It is almost time to begin training for the Twin Cities Marathon in earnest. I’ve been looking over Hal Higdon’s training guides and trying to decide which option would be best for this year. I’ve been doing a lot of thinking: What is my goal? Fast? Just get it done? No injury? Boston Qualifying? Run as fast as I possibly can? Stick with my much more experienced (and smarter) running partner? All the above?
There will be times when I’m mad that I’m training for the marathon. I will want to go out late on a Friday, but I know I have to run 18 miles the next morning. The two don’t mix. I will be running when its way too hot and humid to rationally run, but the training guide says I must and there is no end in sight for the heat wave. I won’t want to get up at 4:55 AM.
But, I will remind myself the entire time….I get to do this. I’m the lucky one. My body let’s me do this. My husband supports me doing this. My lifestyle allows me to run. I have wonderful friends to run with who encourage and challenge me. I get to.

Source material:
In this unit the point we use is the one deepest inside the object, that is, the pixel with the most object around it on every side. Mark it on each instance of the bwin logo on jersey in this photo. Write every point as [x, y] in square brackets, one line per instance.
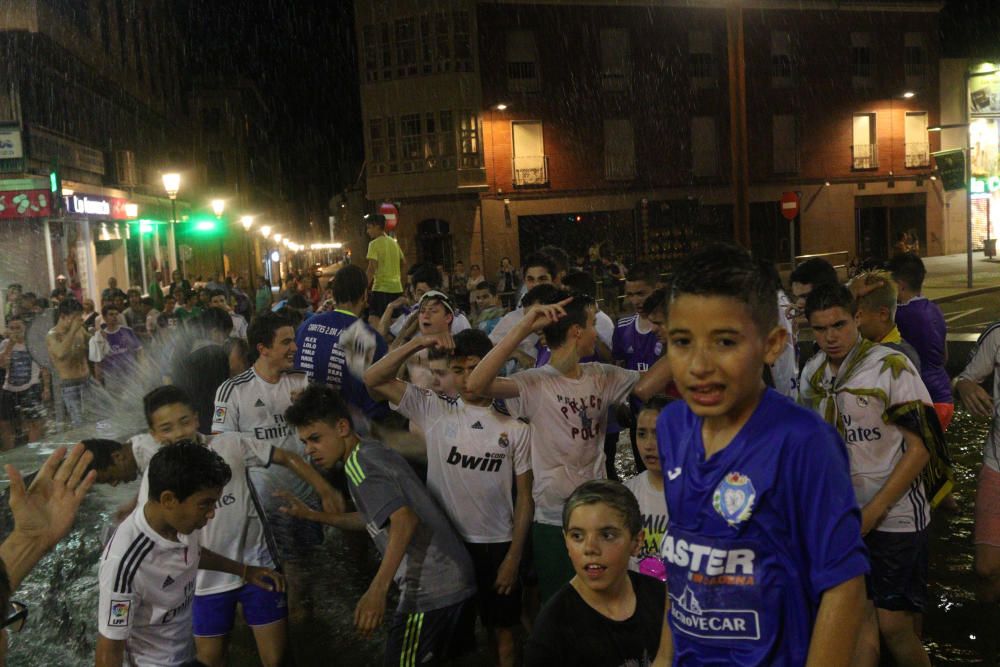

Work to be completed:
Please reproduce, word for word, the passage of the marathon training post above between "It is almost" and "All the above?", inclusive.

Task solution:
It is almost time to begin training for the Twin Cities Marathon in earnest. I’ve been looking over Hal Higdon’s training guides and trying to decide which option would be best for this year. I’ve been doing a lot of thinking: What is my goal? Fast? Just get it done? No injury? Boston Qualifying? Run as fast as I possibly can? Stick with my much more experienced (and smarter) running partner? All the above?